# Request:
Count the lines in the records below that contain the string "hand", treating uppercase and lowercase as different. Reply with the number only.
## BEGIN
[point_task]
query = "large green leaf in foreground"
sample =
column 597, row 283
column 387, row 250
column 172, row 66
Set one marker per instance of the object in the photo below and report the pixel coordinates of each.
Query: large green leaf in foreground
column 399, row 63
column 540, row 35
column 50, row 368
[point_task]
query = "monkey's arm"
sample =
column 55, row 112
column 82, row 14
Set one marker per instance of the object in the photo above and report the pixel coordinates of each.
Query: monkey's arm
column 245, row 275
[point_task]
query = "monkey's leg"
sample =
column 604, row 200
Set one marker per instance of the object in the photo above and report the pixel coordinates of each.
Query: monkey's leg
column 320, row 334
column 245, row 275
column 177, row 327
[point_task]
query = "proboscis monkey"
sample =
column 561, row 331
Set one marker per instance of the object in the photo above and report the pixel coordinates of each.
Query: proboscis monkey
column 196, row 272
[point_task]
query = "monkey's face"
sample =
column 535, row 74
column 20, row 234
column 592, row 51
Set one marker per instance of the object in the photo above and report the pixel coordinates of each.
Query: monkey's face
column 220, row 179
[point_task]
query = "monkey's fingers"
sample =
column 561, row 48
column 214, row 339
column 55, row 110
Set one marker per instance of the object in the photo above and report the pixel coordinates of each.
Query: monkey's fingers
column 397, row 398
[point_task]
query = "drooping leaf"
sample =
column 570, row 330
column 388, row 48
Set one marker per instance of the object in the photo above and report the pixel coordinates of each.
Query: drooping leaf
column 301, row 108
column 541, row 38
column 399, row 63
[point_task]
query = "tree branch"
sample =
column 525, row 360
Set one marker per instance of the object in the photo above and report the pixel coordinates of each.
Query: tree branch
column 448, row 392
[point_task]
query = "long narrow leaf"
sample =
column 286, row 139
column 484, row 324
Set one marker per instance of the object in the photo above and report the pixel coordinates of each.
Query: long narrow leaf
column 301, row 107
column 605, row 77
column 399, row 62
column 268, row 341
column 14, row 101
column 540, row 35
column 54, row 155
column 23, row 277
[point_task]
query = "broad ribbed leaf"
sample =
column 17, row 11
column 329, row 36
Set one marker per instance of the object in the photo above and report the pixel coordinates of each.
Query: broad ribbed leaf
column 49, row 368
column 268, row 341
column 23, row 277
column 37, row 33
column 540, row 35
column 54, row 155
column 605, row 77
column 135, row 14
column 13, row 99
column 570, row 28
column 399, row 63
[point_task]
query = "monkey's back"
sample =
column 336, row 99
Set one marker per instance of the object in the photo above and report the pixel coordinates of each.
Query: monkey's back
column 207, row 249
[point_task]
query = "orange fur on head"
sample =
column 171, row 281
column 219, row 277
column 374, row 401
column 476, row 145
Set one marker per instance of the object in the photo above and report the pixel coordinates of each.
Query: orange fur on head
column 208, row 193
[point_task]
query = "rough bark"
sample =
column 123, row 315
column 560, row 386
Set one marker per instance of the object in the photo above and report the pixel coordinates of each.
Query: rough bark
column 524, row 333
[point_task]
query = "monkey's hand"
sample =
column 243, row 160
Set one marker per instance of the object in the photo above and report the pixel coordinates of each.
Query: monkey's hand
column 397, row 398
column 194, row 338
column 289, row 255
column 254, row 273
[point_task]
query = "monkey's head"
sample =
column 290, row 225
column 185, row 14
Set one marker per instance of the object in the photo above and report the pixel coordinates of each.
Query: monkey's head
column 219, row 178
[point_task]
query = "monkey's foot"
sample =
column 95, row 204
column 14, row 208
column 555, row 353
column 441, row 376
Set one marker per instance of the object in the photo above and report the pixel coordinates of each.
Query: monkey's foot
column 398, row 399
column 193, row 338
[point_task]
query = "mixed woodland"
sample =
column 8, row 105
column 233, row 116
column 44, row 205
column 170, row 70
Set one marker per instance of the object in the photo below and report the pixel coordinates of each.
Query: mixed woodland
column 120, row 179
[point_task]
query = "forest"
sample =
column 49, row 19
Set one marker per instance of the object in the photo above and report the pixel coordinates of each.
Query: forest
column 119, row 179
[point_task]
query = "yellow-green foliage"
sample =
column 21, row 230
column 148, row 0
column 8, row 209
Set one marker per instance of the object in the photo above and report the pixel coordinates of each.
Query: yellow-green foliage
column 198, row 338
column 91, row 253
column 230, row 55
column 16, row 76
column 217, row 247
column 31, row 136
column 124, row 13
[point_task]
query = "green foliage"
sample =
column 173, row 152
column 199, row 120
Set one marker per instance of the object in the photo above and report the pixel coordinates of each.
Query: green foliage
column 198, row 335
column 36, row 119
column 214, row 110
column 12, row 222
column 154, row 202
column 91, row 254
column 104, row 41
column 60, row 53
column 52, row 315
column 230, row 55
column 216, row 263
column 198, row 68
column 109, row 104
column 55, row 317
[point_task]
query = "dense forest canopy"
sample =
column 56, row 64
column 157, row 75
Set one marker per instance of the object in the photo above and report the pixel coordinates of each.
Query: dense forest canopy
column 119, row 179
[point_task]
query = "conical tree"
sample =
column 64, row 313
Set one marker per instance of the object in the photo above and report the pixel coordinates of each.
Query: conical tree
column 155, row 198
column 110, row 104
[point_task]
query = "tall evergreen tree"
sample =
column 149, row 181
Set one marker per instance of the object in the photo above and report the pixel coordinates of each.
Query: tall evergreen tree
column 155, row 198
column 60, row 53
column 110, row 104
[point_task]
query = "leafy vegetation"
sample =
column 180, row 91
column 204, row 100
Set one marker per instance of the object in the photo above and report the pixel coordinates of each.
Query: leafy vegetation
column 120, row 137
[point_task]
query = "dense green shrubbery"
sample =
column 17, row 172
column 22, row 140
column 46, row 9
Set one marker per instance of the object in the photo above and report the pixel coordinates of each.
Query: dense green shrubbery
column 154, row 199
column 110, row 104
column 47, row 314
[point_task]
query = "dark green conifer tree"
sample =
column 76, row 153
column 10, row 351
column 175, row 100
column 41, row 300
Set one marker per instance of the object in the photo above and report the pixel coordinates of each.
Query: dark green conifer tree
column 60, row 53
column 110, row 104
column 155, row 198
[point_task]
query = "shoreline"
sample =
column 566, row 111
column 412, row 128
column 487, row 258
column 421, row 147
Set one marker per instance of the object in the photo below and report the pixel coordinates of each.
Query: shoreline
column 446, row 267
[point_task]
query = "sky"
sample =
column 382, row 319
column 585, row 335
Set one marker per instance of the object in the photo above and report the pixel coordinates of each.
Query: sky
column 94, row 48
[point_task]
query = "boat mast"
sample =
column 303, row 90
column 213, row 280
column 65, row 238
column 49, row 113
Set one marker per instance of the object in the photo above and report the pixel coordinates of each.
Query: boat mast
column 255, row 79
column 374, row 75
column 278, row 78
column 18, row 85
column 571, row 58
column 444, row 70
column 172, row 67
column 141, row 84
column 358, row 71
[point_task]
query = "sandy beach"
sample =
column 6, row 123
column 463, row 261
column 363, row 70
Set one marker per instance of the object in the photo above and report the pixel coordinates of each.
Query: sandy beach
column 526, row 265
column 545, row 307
## END
# Written response:
2